WHAT THE TASK REQUIRES >>
Copy the following data line for line, with no changes.

Records from a collection
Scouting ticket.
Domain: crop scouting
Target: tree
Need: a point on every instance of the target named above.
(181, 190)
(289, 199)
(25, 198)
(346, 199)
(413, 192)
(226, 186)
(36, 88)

EXERCISE RESULT >>
Scouting ticket.
Domain: crop scouting
Target: tree
Need: a point on every instance of the target named above.
(181, 190)
(289, 199)
(25, 198)
(346, 199)
(413, 192)
(226, 186)
(36, 88)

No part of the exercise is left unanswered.